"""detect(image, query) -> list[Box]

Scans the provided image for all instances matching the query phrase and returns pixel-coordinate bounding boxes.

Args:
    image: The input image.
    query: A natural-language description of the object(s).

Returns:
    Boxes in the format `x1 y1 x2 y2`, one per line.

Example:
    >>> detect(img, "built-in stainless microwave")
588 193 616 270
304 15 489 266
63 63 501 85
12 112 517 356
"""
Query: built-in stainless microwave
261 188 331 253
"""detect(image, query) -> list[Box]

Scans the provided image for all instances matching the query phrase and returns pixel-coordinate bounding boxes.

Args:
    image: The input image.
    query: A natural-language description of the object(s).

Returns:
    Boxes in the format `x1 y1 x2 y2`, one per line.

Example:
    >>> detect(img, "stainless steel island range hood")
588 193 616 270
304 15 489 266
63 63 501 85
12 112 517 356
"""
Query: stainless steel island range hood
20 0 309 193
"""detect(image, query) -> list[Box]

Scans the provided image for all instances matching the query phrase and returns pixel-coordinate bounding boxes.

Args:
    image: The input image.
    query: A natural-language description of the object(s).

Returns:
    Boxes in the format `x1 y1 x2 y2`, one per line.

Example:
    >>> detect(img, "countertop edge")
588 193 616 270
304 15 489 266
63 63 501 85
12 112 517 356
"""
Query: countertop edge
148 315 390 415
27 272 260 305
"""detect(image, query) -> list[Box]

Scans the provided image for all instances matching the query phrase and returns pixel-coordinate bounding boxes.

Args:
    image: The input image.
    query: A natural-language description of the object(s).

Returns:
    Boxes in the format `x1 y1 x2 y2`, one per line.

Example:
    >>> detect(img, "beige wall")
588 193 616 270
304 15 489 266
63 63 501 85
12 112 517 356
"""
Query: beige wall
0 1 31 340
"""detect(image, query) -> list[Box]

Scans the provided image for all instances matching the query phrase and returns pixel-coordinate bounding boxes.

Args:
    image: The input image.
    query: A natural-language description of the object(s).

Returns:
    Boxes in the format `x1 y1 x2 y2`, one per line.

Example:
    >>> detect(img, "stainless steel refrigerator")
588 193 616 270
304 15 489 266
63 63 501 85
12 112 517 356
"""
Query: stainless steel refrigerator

The problem => Output all of the records above verbatim, with their original line order, indentation, and blank lines.

Exercise answer =>
"""detect(image, query) -> list[Box]

Scans the provided image for all instances matching the query phrase and returns pixel-coordinate bounding boxes.

Args:
    image: The input image.
    query: A natural-language description of the object(s).

Returns:
    Boxes in the format `x1 y1 x2 y2`, one per line.

Example:
    >>> detect(img, "built-in stainless microwave")
588 193 616 270
304 15 489 266
63 63 501 85
12 112 517 356
"""
Query: built-in stainless microwave
261 188 331 253
"""detect(image, query) -> list[Box]

Scans the provided image for all instances matching the query phrase and returns pixel-coordinate bounding boxes.

Args:
    image: The input image.
    query: A natural-language description of the object(s).

Returns:
    Boxes in the format `x1 y1 x2 y2`, one per line.

Example:
    >>> detect(img, "stainless steel island range hood")
588 193 616 270
304 15 489 266
63 63 501 85
12 112 517 356
"""
Query: stainless steel island range hood
20 0 309 193
"""detect(image, query) -> list[Box]

Scans the provided image for all instances matching the query phrase and returns pixel-coordinate bounding boxes.

Args:
    image: The input image.
    query: A natural-language description of the object(s).

Returns:
    Boxes in the format `x1 y1 x2 y2`, one per line.

Example:
    >>> detect(img, "countertop edge")
588 193 616 270
304 15 489 266
63 63 501 85
12 112 517 356
"""
Query: countertop edge
148 315 390 415
27 272 260 305
"""detect(image, query) -> list[Box]

Scans the provided image for all instances matching the query phrase and returns pixel-coordinate bounding boxes.

Args:
    image: The input image.
    query: A natural-language description of the object(s).

Returns:
    Boxes in the format `x1 y1 x2 y2`, one per line.

Example:
    >>> detect(img, "beige wall")
588 193 616 270
304 15 489 266
63 63 501 85
12 112 517 356
"""
Query: beige wall
0 1 31 340
"""detect(image, query) -> list[Box]

Scans the provided image for all instances matching the query phrase and returns pixel-coordinate bounding boxes.

Args:
    image: The input image.
    query: A natural-language description of the object(s).

Returns:
    Boxes in the format `x1 y1 x2 y2`, one per line.

Example:
    >>> detect(img, "stainless steel refrigerator")
588 193 616 270
304 15 489 266
63 63 501 85
12 112 517 356
"""
Query: stainless steel refrigerator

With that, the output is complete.